■ Brief
Find every line in the rows below that contains the word "balance", and copy each of those lines.

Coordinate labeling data
□ □ □
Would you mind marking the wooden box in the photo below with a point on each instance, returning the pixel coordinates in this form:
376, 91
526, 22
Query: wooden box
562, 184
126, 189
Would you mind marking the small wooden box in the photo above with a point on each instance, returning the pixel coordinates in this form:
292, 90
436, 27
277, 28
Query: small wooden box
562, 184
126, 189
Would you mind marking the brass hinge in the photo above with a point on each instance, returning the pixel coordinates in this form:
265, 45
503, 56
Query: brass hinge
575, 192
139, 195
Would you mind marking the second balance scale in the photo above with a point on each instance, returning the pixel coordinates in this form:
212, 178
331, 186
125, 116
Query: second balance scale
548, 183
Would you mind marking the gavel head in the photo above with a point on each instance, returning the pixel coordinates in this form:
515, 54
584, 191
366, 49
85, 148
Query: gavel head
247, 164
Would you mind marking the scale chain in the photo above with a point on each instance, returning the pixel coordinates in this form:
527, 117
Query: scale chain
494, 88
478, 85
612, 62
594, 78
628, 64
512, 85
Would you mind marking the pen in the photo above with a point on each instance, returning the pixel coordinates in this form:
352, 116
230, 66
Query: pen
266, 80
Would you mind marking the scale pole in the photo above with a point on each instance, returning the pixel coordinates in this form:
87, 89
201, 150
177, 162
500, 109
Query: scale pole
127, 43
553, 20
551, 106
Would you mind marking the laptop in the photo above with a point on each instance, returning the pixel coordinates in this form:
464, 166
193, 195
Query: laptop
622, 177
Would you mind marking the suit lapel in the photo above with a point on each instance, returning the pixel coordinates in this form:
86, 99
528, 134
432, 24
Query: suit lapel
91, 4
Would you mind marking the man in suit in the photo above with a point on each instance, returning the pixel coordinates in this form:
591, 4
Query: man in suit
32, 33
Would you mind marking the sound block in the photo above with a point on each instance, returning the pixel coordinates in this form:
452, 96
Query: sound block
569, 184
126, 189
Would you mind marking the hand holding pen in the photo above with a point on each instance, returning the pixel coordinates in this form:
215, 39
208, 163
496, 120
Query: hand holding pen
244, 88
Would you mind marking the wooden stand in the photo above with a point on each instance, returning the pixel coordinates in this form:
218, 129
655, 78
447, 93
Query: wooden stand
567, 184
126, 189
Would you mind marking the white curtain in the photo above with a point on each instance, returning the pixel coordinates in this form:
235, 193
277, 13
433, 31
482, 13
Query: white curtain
□ □ □
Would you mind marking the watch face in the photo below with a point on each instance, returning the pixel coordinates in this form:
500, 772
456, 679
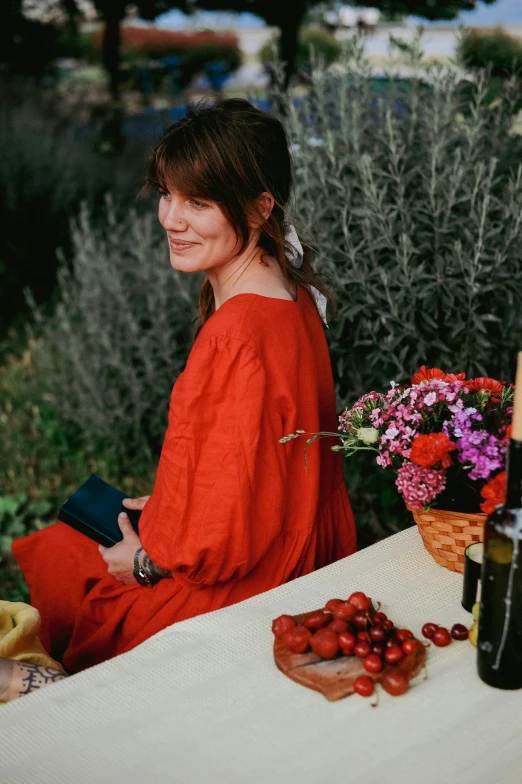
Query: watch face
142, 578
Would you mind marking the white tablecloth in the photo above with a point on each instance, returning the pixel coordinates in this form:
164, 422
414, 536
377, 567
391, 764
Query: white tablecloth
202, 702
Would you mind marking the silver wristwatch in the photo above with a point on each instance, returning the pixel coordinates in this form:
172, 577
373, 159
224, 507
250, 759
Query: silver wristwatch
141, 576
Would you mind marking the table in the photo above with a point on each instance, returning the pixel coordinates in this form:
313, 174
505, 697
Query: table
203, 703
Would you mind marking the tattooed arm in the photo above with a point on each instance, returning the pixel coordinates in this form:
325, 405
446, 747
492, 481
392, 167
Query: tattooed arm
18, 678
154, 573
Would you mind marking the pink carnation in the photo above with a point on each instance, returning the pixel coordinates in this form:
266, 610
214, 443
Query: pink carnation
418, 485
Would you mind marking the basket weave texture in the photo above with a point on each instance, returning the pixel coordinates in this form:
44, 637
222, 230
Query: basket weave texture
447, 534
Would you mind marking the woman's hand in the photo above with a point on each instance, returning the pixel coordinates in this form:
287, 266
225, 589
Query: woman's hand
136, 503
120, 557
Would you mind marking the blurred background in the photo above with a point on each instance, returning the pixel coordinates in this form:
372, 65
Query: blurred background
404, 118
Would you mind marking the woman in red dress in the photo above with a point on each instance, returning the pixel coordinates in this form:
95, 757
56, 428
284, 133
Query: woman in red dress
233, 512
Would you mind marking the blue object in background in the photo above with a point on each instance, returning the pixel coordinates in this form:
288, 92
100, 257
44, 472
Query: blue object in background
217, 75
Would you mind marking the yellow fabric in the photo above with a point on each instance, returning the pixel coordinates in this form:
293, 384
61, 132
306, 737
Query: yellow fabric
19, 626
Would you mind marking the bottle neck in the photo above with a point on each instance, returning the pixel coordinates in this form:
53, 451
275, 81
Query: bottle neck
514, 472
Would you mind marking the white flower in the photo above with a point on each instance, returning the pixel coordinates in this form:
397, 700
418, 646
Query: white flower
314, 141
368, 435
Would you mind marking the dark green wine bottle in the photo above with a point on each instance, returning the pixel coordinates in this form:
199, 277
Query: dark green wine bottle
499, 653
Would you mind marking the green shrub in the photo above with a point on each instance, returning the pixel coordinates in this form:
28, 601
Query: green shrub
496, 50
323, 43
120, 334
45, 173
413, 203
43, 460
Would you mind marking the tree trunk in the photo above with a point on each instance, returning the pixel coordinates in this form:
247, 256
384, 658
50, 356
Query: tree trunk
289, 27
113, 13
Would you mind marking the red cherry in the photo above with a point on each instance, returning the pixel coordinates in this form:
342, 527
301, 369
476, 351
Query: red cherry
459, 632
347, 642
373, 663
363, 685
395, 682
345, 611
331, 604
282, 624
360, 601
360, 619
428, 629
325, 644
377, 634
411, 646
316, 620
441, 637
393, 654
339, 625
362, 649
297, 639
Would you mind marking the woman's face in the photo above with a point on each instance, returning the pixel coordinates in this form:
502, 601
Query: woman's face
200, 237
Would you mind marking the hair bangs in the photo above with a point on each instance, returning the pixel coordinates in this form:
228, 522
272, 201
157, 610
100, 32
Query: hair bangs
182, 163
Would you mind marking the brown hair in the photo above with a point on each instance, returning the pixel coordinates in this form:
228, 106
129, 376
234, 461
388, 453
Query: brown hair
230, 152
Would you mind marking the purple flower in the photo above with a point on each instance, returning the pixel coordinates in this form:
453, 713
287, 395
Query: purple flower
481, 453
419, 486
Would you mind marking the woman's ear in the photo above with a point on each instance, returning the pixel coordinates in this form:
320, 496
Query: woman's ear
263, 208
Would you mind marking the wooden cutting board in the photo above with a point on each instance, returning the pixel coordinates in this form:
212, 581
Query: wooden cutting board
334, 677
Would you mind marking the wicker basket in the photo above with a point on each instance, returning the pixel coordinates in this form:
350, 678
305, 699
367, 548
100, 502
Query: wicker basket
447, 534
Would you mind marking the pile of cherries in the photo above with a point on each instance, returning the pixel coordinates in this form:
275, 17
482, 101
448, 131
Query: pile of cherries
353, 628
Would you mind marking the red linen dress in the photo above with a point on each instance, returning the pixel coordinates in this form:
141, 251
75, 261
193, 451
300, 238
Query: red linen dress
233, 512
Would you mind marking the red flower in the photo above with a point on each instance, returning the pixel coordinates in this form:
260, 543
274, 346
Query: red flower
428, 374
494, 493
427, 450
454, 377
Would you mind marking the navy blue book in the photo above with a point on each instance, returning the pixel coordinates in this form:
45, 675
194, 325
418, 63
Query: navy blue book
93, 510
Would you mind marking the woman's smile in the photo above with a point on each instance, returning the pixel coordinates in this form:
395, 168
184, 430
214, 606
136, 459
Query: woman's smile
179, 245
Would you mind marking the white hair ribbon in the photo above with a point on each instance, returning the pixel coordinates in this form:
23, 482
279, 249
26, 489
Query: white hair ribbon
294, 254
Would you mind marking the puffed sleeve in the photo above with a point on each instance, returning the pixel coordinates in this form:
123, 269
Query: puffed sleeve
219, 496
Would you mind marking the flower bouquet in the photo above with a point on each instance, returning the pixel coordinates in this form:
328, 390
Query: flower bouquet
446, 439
□ □ □
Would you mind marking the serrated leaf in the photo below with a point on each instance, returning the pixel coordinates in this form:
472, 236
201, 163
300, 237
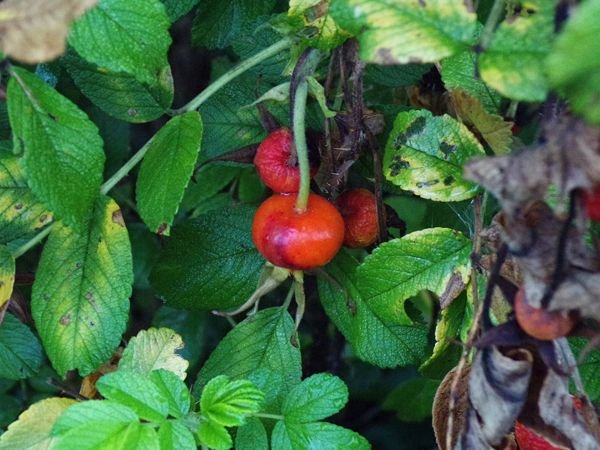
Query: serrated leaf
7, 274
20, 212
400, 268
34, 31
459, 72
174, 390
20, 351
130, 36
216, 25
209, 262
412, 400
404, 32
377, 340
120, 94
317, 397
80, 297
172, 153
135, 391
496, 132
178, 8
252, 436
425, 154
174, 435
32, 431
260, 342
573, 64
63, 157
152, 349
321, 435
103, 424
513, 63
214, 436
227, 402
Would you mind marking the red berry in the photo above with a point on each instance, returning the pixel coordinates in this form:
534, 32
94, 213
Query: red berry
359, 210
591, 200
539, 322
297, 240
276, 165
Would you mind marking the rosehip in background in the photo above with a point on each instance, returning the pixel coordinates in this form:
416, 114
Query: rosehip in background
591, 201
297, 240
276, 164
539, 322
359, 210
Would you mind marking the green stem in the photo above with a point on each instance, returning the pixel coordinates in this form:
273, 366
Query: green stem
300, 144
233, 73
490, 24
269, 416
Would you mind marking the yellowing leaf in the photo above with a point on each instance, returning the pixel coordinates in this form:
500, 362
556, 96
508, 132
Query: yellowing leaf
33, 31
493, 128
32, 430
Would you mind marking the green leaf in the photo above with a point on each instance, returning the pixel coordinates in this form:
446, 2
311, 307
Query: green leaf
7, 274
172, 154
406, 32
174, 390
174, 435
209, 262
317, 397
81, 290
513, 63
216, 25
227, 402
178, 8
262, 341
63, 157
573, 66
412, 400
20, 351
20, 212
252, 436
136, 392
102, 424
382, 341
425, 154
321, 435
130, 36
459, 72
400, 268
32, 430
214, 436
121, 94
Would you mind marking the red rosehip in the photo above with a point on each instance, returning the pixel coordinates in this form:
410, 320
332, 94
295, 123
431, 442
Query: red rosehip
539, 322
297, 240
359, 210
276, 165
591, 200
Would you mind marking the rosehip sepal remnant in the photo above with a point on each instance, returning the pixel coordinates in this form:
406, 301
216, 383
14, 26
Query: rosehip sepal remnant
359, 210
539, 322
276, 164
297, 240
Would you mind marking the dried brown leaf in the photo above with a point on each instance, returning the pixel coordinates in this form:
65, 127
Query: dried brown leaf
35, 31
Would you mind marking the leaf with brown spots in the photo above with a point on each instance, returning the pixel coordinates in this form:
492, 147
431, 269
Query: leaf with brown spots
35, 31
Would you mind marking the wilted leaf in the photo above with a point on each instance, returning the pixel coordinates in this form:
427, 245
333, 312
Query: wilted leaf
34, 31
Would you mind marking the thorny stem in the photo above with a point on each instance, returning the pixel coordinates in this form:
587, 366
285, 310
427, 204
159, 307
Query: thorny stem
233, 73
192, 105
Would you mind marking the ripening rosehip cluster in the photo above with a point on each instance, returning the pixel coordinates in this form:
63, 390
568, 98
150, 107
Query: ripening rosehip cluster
□ □ □
■ Solution to this exercise
Would you mind marking the second balance scale in the photo above with a point on each instance, returning the pixel coordinates in this form:
Query: second balance scale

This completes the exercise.